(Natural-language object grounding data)
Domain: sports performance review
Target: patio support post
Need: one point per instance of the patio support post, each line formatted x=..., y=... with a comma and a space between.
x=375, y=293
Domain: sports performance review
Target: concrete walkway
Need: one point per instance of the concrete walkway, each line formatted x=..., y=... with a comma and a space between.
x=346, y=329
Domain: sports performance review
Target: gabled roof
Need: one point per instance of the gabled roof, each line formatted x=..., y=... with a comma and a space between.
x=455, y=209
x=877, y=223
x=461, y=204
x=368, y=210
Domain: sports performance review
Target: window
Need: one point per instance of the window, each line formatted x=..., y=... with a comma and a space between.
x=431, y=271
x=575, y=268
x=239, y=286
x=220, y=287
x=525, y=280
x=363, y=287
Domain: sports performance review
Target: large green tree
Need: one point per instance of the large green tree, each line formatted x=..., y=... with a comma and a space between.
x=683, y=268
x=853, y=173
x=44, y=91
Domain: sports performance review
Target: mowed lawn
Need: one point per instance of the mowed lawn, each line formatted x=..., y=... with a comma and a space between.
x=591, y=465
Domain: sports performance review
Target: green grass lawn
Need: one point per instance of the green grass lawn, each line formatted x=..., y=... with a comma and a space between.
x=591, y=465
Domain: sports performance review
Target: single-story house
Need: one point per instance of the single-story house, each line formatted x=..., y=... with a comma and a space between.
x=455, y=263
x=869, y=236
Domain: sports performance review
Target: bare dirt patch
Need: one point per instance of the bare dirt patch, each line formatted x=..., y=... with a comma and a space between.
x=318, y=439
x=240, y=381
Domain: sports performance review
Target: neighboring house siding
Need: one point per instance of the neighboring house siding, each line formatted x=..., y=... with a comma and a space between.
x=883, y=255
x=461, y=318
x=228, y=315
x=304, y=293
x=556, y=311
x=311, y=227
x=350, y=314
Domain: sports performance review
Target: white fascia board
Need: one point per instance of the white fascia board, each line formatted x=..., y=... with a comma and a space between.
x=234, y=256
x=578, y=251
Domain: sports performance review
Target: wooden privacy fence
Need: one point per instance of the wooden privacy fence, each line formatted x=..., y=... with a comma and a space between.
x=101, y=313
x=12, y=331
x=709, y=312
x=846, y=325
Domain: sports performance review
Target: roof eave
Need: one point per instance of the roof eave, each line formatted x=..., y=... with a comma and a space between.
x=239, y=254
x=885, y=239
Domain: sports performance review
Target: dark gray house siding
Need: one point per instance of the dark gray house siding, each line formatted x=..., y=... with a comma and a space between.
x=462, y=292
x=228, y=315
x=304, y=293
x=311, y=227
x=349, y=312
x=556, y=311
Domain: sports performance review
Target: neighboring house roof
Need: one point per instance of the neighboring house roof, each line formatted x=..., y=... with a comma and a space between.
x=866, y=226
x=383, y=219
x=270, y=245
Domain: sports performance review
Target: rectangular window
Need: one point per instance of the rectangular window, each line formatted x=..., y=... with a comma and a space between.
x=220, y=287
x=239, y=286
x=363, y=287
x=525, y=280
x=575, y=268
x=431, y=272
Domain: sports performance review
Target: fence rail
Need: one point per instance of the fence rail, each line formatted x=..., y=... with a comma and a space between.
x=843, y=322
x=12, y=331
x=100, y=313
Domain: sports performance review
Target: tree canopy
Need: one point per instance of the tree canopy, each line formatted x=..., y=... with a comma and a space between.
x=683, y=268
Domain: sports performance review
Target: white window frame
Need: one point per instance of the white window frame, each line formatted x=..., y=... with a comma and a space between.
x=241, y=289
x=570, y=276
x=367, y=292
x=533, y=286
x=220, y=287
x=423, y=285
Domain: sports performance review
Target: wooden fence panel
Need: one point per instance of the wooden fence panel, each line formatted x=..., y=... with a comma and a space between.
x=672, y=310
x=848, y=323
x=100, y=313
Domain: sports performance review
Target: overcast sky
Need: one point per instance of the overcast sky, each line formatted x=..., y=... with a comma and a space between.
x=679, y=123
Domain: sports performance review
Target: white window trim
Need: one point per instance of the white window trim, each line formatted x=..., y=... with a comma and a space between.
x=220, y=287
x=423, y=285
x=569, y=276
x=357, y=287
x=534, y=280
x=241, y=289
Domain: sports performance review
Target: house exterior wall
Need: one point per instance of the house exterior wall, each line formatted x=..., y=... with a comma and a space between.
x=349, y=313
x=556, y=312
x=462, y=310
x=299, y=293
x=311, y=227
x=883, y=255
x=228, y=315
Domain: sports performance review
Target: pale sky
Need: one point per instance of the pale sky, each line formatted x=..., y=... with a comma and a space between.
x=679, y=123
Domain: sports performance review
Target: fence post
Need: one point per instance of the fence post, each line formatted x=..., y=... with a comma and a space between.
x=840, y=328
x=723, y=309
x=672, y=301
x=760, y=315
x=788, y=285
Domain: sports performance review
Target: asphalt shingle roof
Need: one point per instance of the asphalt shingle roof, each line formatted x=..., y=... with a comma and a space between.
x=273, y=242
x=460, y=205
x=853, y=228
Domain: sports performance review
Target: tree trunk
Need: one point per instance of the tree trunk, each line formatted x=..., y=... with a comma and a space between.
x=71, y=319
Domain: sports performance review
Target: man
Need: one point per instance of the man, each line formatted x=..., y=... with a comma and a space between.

Problem requirements: Your reply must contain each entry, reproduced exactly.

Exercise answer:
Domain: sports performance review
Target: patio support post
Need: one point per instance of the patio support post, each line formatted x=..., y=... with a comma and a space between.
x=375, y=293
Domain: sports performance review
Target: concrete walkway
Need: one point per instance of the concrete walkway, each line formatted x=..., y=... with a comma and a space between.
x=346, y=329
Domain: sports performance review
Target: gabled roof
Need: one point per instance of the gabled roof, each line formatted x=..., y=... with a comma and a space between.
x=455, y=209
x=877, y=223
x=461, y=204
x=368, y=210
Domain: sports performance review
Target: window
Need: one point per instance of the window, each line formatted x=..., y=... with a comma and a space between.
x=431, y=271
x=575, y=268
x=239, y=286
x=220, y=287
x=525, y=280
x=363, y=287
Domain: sports performance review
Target: large green tree
Need: one point per instance of the large green tree, each line formatted x=..., y=... with a comma and a space between.
x=683, y=268
x=853, y=173
x=44, y=91
Domain: sports performance review
Target: mowed lawn
Need: one point per instance of the mowed lawn, each line formatted x=..., y=... with a comma and a space between.
x=591, y=465
Domain: sports performance review
Target: green grass lawn
Need: one point per instance of the green grass lawn, each line formatted x=..., y=... with a comma and a space between.
x=591, y=465
Domain: sports performance review
Target: single-story house
Need: one point per instance of the single-story house, each line formatted x=..., y=... with a comma and a space between.
x=455, y=263
x=869, y=236
Domain: sports performance review
Target: bare dirt patch
Need: one point per instance of the bare dirt patch, each line formatted x=..., y=... with a comma and a space between.
x=318, y=439
x=240, y=381
Domain: sports performance review
Target: neighboring house siding
Need: one point per instance of the neighboring house siding, each line formatted x=..., y=... with a comma and a space between.
x=883, y=255
x=461, y=318
x=228, y=315
x=304, y=293
x=556, y=311
x=311, y=227
x=350, y=314
Domain: sports performance review
Target: white fascia board
Need: one point per instance of the white fascia board, each line formatted x=..., y=... with a comma and a space between.
x=234, y=256
x=578, y=251
Domain: sports performance review
Target: wooden privacy fence
Need: one point per instance of the wooden privacy fence, each line formatted x=..., y=... with a comma and a space between.
x=101, y=313
x=12, y=331
x=709, y=312
x=846, y=325
Domain: sports performance review
Target: roof eave
Need: one point per instance of the roof eave, each line formatted x=..., y=... with a comma and a space between.
x=239, y=254
x=885, y=239
Domain: sports performance review
Target: dark gray house siding
Need: one point per instance of the dark gray house siding, each line formatted x=..., y=... with a comma and a space between.
x=462, y=292
x=228, y=315
x=304, y=293
x=311, y=227
x=349, y=312
x=556, y=311
Domain: sports performance review
Target: neighboring house roof
Need: one point per instance of the neighboring house roof, each line formatted x=..., y=... with a comma and a space between.
x=866, y=226
x=383, y=219
x=270, y=245
Domain: sports performance review
Target: rectangular window
Need: one point per instance of the rectangular window, each line formatted x=..., y=... with a comma and a space between.
x=220, y=287
x=239, y=286
x=363, y=287
x=525, y=280
x=575, y=268
x=431, y=272
Domain: sports performance review
Target: fence rail
Need: one point per instance of the fence rail, each line formatted x=..., y=... with a comma and a space between.
x=843, y=322
x=12, y=331
x=100, y=313
Domain: sports performance review
Target: tree canopy
Need: one point per instance of the tree canopy, each line formatted x=..., y=... with a comma and a space between.
x=683, y=268
Domain: sports performance review
Target: white window frame
Need: one point per instance of the white window frame, each line formatted x=..., y=... with a comma and a space between.
x=241, y=289
x=570, y=276
x=367, y=292
x=533, y=286
x=220, y=287
x=423, y=285
Domain: sports performance review
Target: wooden fence panel
Need: one point per instance of the wooden fence panel, each line formatted x=..., y=... with a comma and a space between.
x=672, y=310
x=848, y=323
x=100, y=313
Domain: sports performance review
Target: overcast sky
Need: one point per instance of the overcast sky, each line formatted x=..., y=... with a comma and a space between.
x=679, y=123
Domain: sports performance review
Target: white window trim
Need: one point per instance of the white window trim, each line formatted x=..., y=... with a comma and a space between.
x=220, y=287
x=423, y=285
x=569, y=276
x=357, y=287
x=534, y=280
x=241, y=289
Domain: sports performance review
Target: house exterior wall
Need: one point per instance of the house exterior wall, each line formatted x=..., y=... with a comma and a space between.
x=349, y=313
x=556, y=312
x=462, y=310
x=299, y=293
x=311, y=227
x=883, y=255
x=228, y=315
Domain: sports performance review
Target: pale sky
Need: one point per instance of the pale sky, each line formatted x=..., y=... with a comma and a space between.
x=679, y=123
Domain: sports performance review
Target: fence post
Need: one point per instance of the fence post, each line formatted x=..., y=... with a comma and a space between.
x=840, y=328
x=723, y=309
x=672, y=301
x=760, y=315
x=788, y=285
Domain: sports performance review
Target: asphalt shingle roof
Need: one point per instance of the asphalt shingle roof, each line formatted x=..., y=... with a comma and a space between.
x=273, y=242
x=460, y=205
x=853, y=228
Domain: sports performance review
Target: tree trunk
Need: one point per instance of the tree trunk, each line formatted x=..., y=... with a comma and a space between.
x=71, y=319
Domain: sports performance review
Target: man
Need: one point per instance of the man, each line formatted x=..., y=... with a comma and a space between.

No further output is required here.